Task goal
Begin with the line holding "Point out shirt", then print every line after it through the end of the data, exactly and with nothing added.

(Collected data)
==============================
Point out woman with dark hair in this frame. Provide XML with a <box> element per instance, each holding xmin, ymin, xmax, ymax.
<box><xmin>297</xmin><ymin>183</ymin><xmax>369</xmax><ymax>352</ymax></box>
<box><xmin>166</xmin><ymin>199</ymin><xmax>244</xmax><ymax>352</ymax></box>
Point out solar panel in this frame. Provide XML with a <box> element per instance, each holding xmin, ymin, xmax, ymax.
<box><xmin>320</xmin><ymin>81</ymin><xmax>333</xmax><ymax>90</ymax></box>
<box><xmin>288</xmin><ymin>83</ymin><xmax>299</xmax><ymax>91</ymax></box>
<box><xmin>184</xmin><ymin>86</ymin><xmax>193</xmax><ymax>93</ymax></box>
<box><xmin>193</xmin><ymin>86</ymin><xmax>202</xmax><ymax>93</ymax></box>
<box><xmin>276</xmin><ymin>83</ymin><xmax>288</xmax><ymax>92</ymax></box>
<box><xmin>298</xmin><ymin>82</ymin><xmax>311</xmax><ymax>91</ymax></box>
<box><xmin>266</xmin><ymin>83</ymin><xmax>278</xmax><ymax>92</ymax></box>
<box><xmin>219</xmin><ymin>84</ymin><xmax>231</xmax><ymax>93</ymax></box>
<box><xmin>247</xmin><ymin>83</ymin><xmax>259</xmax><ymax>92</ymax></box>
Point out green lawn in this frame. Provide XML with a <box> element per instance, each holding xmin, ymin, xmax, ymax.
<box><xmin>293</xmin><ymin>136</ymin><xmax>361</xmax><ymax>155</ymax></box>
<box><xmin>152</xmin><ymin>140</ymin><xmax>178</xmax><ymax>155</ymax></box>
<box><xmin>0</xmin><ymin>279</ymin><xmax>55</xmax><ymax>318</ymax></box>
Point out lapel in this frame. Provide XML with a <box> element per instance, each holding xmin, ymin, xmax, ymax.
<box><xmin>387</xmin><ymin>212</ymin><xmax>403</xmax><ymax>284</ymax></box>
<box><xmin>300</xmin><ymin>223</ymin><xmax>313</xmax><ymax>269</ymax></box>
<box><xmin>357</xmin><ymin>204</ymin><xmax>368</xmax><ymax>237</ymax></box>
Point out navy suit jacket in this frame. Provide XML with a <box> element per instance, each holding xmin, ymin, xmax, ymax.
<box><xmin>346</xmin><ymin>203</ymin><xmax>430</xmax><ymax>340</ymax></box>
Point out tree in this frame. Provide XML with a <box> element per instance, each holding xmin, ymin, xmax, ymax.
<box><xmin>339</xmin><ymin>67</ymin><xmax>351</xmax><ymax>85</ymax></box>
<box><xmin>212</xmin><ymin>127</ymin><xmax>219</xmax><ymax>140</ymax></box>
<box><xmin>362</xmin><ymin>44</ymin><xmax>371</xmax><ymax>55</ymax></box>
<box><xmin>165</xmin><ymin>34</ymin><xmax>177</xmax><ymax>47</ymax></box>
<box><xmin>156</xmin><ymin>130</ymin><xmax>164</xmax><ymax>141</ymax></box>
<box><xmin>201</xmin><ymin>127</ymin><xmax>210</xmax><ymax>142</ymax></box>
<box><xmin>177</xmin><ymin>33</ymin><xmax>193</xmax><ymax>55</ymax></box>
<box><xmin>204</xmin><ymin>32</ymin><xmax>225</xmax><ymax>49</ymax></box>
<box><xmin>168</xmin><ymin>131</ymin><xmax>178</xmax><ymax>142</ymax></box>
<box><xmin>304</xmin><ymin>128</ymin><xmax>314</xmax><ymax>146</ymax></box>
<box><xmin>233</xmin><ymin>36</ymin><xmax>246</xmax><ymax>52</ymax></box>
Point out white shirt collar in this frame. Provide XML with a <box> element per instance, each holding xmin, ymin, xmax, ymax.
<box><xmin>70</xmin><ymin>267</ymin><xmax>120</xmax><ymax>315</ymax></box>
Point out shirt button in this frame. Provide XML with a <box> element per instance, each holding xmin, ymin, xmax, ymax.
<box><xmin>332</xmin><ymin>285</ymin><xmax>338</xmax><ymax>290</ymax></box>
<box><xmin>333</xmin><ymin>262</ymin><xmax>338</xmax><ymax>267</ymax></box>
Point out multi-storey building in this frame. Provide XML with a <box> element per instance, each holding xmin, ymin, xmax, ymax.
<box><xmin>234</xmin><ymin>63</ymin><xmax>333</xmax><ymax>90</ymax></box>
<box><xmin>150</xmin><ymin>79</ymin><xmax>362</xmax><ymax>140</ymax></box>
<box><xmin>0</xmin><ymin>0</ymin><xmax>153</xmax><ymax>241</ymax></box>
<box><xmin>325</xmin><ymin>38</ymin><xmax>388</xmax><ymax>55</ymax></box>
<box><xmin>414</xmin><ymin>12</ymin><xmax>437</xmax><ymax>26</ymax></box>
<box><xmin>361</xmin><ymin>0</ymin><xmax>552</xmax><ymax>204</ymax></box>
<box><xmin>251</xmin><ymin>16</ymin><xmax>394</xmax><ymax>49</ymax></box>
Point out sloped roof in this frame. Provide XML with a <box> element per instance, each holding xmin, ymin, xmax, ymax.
==============================
Written solution
Point out shirt button in this frame. Provide XML with a <box> element per instance, each holding xmin, ymin, xmax, ymax.
<box><xmin>332</xmin><ymin>285</ymin><xmax>338</xmax><ymax>290</ymax></box>
<box><xmin>333</xmin><ymin>262</ymin><xmax>338</xmax><ymax>267</ymax></box>
Point out multi-storey building in this frame. Provide XML with a <box> element per instance, each holding xmin, ymin, xmax, ymax.
<box><xmin>234</xmin><ymin>63</ymin><xmax>333</xmax><ymax>90</ymax></box>
<box><xmin>150</xmin><ymin>79</ymin><xmax>362</xmax><ymax>140</ymax></box>
<box><xmin>0</xmin><ymin>0</ymin><xmax>153</xmax><ymax>241</ymax></box>
<box><xmin>325</xmin><ymin>38</ymin><xmax>388</xmax><ymax>55</ymax></box>
<box><xmin>414</xmin><ymin>12</ymin><xmax>437</xmax><ymax>26</ymax></box>
<box><xmin>361</xmin><ymin>0</ymin><xmax>552</xmax><ymax>204</ymax></box>
<box><xmin>251</xmin><ymin>16</ymin><xmax>394</xmax><ymax>49</ymax></box>
Point out sloped roof in this frame. Provide XML with a <box> element per instance, each holding xmin, ymin, xmax, ymax.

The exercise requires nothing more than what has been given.